++++ PASSAGE SHOWN

Amazing that the cameras are sound-enabled too, real space-sounds (or, like blowing over a beer bottle!)
 
You know, I can never think of the Voyager probes without a feeling of sadness. Just imagine how lonely it would be to be where they are. An almost incomprehensible distance away from home.

Giving us chilling, startling, contemplative and humbling images such as the aptly named, "Pale Blue Dot". I can't look at that photo without a profound sense of awe and inconsequentiality as to who we are and to what we have thusly amounted.


From this distant vantage point, the Earth might not seem of any particular interest. But for us, it's different. Look again at that dot. That's here, that's home, that's us. On it everyone you love, everyone you know, everyone you ever heard of, every human being who ever was, lived out their lives. The aggregate of our joy and suffering, thousands of confident religions, ideologies, and economic doctrines, every hunter and forager, every hero and coward, every creator and destroyer of civilization, every king and peasant, every young couple in love, every mother and father, hopeful child, inventor and explorer, every teacher of morals, every corrupt politician, every "superstar," every "supreme leader," every saint and sinner in the history of our species lived there – on a mote of dust suspended in a sunbeam.

++++++++
++++ DATA EXTRACT

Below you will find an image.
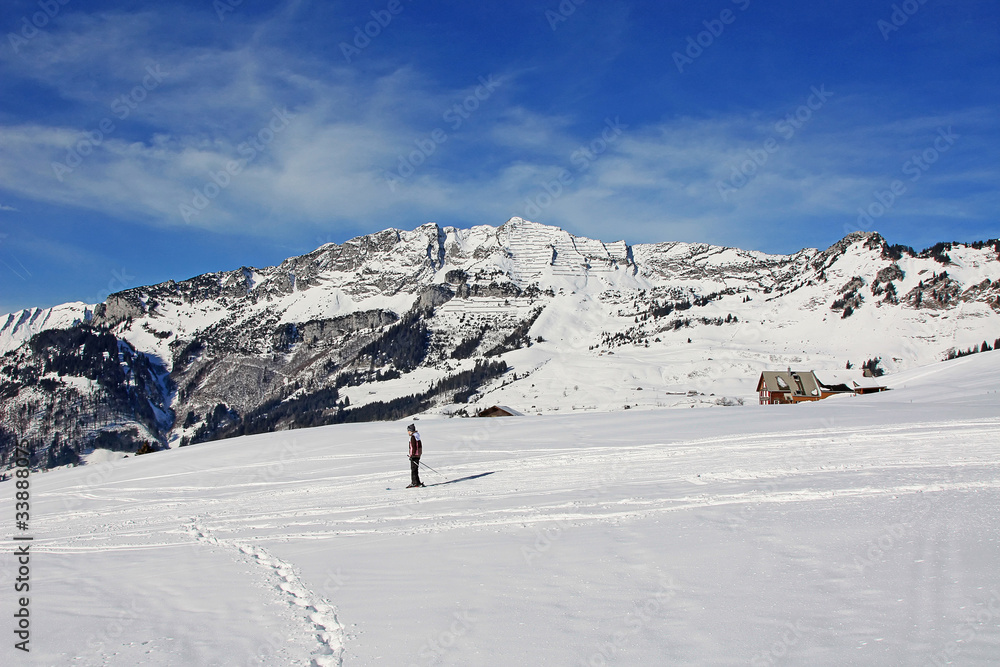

++++++++

(WHAT TO WORK ON):
a. In the passage about the Voyager probes, what feeling does the writer say always comes with thinking of them?
b. Carry on the passage about the Voyager probes from the point where it stops.

(ANSWERS TO THE TASKS):
a. A feeling of sadness.

b.
The Earth is a very small stage in a vast cosmic arena. Think of the rivers of blood spilled by all those generals and emperors so that, in glory and triumph, they could become the momentary masters of a fraction of a dot. Think of the endless cruelties visited by the inhabitants of one corner of this pixel on the scarcely distinguishable inhabitants of some other corner, how frequent their misunderstandings, how eager they are to kill one another, how fervent their hatreds.
Our posturings, our imagined self-importance, the delusion that we have some privileged position in the Universe, are challenged by this point of pale light. Our planet is a lonely speck in the great enveloping cosmic dark. In our obscurity, in all this vastness, there is no hint that help will come from elsewhere to save us from ourselves.
The Earth is the only world known so far to harbor life. There is nowhere else, at least in the near future, to which our species could migrate. Visit, yes. Settle, not yet. Like it or not, for the moment the Earth is where we make our stand.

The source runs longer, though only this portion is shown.